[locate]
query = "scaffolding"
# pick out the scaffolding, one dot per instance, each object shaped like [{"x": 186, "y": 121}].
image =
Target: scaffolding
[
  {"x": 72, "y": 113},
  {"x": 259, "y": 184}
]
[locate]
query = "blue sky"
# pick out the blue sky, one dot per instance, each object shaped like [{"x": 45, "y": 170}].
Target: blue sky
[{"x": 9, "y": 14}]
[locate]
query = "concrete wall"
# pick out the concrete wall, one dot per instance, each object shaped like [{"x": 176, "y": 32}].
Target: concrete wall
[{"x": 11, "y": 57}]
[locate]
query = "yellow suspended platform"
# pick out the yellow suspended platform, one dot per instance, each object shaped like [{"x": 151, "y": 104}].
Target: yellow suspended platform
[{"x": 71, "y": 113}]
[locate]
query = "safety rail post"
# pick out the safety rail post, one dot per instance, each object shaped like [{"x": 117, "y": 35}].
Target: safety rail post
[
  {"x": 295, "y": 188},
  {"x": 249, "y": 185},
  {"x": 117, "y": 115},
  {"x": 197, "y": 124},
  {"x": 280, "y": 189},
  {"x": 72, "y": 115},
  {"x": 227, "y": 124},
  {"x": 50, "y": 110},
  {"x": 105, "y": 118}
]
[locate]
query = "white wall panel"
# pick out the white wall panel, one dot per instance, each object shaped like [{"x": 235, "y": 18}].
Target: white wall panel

DIRECTIVE
Reproduce all of the records above verbatim, line for line, without altering anything.

RESULT OF THIS EXERCISE
[locate]
query = "scaffolding"
# pick out the scaffolding, one dot per instance, each object shaped like [{"x": 186, "y": 121}].
image =
Target: scaffolding
[
  {"x": 72, "y": 113},
  {"x": 259, "y": 184}
]
[locate]
query = "blue sky"
# pick out the blue sky, one dot per instance, each object shaped like [{"x": 45, "y": 170}].
Target: blue sky
[{"x": 9, "y": 14}]
[locate]
query = "concrete wall"
# pick out the concrete wall, one dot per instance, each object shaped like [{"x": 176, "y": 32}].
Target: concrete wall
[{"x": 11, "y": 57}]
[locate]
query = "yellow suspended platform"
# pick out the yellow suspended platform, one dot per instance, each object shaped like [{"x": 151, "y": 104}].
Target: yellow suspended platform
[{"x": 71, "y": 113}]
[locate]
query = "safety rail post"
# pick out the safety rail post, one dot per instance, each object shaped like [{"x": 117, "y": 35}].
Target: safety rail post
[
  {"x": 295, "y": 188},
  {"x": 249, "y": 185},
  {"x": 117, "y": 115},
  {"x": 197, "y": 124},
  {"x": 280, "y": 189},
  {"x": 72, "y": 115},
  {"x": 227, "y": 124},
  {"x": 50, "y": 110},
  {"x": 105, "y": 118}
]
[locate]
query = "white wall panel"
# pick out the white wall panel, one dot per instance, each object shaped like [{"x": 235, "y": 18}].
Target: white wall panel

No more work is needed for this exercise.